Updated: Mar 6, 2022

One of the most powerful moments in a pastor's ministry returns this week.

Once a year (normally), I look into the eyes of total strangers and familiar friends and tell each and all of them they are going to die:

Young children who will die someday;

Hearty, healthy young adults who will die someday;

Busy, overwhelmed career climbers, active empty nesters, and slow-moving, silver haired sages who will die someday.

I know that for somebody in line this will be the last time; I will next apply the cross again over their casket or urn before Ash Wednesday returns.

One by one, I trace the cross on their foreheads in ash and say, Remember that you are dust, and to dust you shall return.

It is completely true, but it is not the complete truth.

There is also more to the story.


Perhaps another word for dust is glory.

Paul tells the Corinthians: And all of us, with unveiled faces, seeing the glory of the Lord as though reflected in a mirror, are being transformed from one degree of glory to another... or as Charles Wesley summarized to sing it, changed from glory into glory.

On this Sunday of shining faces, maybe the church could add a new line to the liturgy:

Remember that you are glory, and to glory you shall return.

> _Exercise task 1_: In the records, rewrite the stretch from the line containing "Can you see the illuminated" through the end of the records, replacing "roof underside" with "underside of the roof" and leaving everything else unchanged.
> _Exercise task 2_: Write a continuation of the Ash Wednesday reflection, beginning after its final line.

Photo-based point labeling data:
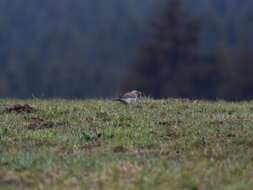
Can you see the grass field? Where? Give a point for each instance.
(163, 144)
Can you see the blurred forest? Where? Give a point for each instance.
(96, 48)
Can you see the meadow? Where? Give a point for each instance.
(103, 144)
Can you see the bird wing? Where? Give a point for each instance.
(128, 95)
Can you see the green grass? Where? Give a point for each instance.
(162, 144)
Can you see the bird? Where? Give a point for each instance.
(129, 97)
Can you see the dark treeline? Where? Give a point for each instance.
(68, 48)
(181, 60)
(63, 48)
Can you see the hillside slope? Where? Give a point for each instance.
(153, 144)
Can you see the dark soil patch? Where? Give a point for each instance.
(120, 149)
(39, 123)
(18, 108)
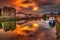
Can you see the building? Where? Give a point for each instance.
(8, 12)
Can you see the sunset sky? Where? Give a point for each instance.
(28, 5)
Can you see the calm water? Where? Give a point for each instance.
(42, 32)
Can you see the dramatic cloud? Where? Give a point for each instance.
(28, 4)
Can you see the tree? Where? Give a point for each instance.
(0, 11)
(59, 13)
(44, 17)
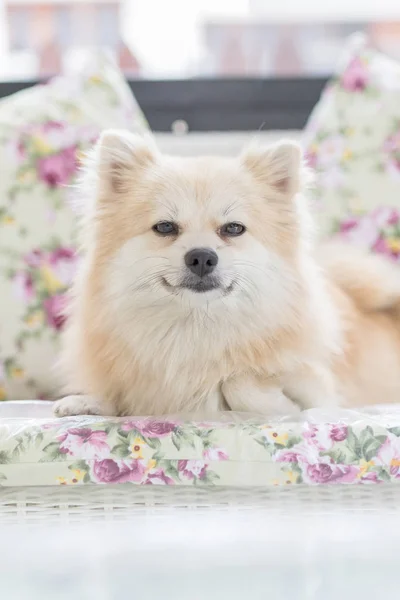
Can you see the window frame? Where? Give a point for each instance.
(245, 104)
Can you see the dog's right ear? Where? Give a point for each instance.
(120, 155)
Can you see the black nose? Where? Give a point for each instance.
(201, 261)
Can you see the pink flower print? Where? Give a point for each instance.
(192, 469)
(215, 454)
(55, 309)
(118, 471)
(150, 427)
(84, 443)
(57, 169)
(23, 287)
(330, 473)
(355, 77)
(348, 224)
(34, 258)
(305, 453)
(338, 433)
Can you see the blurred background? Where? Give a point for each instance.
(178, 39)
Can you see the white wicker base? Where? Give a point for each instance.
(117, 502)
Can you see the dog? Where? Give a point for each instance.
(201, 289)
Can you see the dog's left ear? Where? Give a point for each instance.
(279, 166)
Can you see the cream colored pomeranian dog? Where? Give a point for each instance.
(201, 290)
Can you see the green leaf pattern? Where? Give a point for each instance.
(149, 451)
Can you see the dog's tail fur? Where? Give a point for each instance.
(372, 281)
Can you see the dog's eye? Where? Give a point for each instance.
(166, 228)
(232, 229)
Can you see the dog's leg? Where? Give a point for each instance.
(245, 393)
(77, 405)
(312, 386)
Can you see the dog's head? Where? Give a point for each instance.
(196, 232)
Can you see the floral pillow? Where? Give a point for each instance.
(44, 131)
(353, 144)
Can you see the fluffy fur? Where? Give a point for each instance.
(286, 327)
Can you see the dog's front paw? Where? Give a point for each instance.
(77, 405)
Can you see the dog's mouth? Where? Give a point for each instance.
(199, 287)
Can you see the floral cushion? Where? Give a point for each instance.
(348, 448)
(353, 143)
(43, 133)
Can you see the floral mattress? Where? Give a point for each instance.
(233, 450)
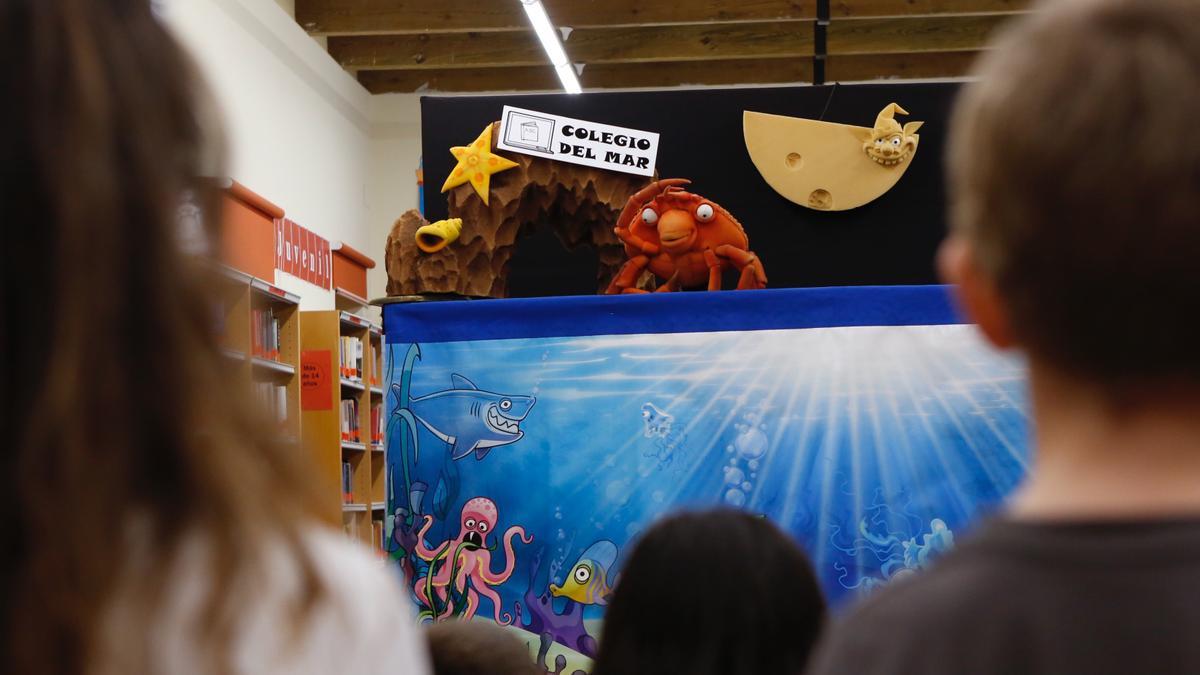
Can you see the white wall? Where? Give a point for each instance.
(298, 125)
(391, 186)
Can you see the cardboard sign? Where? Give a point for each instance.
(316, 386)
(580, 142)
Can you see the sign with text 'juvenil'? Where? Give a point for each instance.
(588, 143)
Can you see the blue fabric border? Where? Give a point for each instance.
(457, 321)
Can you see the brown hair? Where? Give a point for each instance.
(478, 647)
(123, 429)
(742, 599)
(1074, 171)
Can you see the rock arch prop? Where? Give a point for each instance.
(580, 204)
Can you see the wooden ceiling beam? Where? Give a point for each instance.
(603, 76)
(923, 65)
(377, 17)
(592, 46)
(877, 9)
(905, 35)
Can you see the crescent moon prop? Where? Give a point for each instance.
(828, 166)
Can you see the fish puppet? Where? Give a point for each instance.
(588, 580)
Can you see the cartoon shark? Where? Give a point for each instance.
(471, 419)
(658, 422)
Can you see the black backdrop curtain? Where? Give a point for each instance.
(891, 240)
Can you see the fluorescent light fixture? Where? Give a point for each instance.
(550, 42)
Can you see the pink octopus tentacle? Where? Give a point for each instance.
(490, 593)
(486, 574)
(472, 605)
(421, 549)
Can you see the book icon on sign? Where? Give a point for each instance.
(531, 132)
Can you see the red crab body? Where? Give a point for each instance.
(683, 239)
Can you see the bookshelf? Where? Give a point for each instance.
(259, 333)
(337, 418)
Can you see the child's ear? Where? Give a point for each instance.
(975, 291)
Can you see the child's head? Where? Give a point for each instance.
(1074, 169)
(718, 592)
(477, 647)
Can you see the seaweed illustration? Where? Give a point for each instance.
(403, 451)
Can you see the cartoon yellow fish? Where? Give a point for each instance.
(587, 583)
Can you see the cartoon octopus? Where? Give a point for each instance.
(474, 560)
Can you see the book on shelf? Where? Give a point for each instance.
(351, 350)
(264, 329)
(351, 420)
(376, 423)
(377, 362)
(377, 533)
(273, 400)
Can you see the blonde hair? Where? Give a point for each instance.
(125, 434)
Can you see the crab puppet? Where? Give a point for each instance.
(684, 239)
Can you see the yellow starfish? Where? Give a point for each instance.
(477, 163)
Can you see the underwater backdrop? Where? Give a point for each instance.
(873, 434)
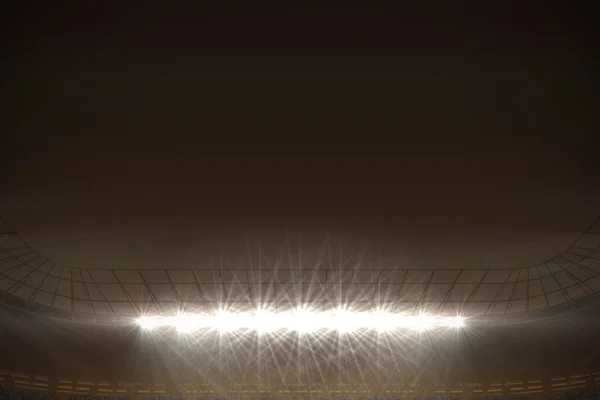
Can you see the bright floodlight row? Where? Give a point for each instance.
(300, 321)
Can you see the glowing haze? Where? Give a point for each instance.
(300, 321)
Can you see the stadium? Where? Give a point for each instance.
(288, 203)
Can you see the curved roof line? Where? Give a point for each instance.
(34, 279)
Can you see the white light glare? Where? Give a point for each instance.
(302, 321)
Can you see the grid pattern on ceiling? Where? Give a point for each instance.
(27, 275)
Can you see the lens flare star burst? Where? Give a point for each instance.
(301, 321)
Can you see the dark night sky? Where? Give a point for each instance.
(452, 134)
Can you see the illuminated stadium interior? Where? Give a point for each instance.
(297, 203)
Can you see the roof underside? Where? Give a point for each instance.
(333, 278)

> _Final answer 1_:
Can you see the illuminated stadium interior? Where? Give a point for each instance.
(297, 203)
Can you see the underside of the roof? Where? Give a point for each instance.
(333, 278)

> _Final answer 2_:
One danger, of course, is that we might only hear the second half of the sentence.

God's church has a recurring bad habit of locating glory in the afterlife, which is completely true, but is not the complete truth.

There is also glory now, in this life, the party before the afterparty, in every ordinary face around you.

We are usually too weighed down with sleep to notice it, too tired from our climbs up the mountain to see holiness constantly happening all around us.

We tend to treat the Transfiguration as a one-time, special event featuring Jesus, which is completely true, but is not the complete truth.

It is also a momentary unveiling of human eyes to see the way God sees all the time.

From cradle to casket, we are being changed and changed and changed again, from one degree of glory to another, and every degree, every season, every section of our journey—including the slogs of struggle and sadness that are nothing but dust and ash—is a degree of glory.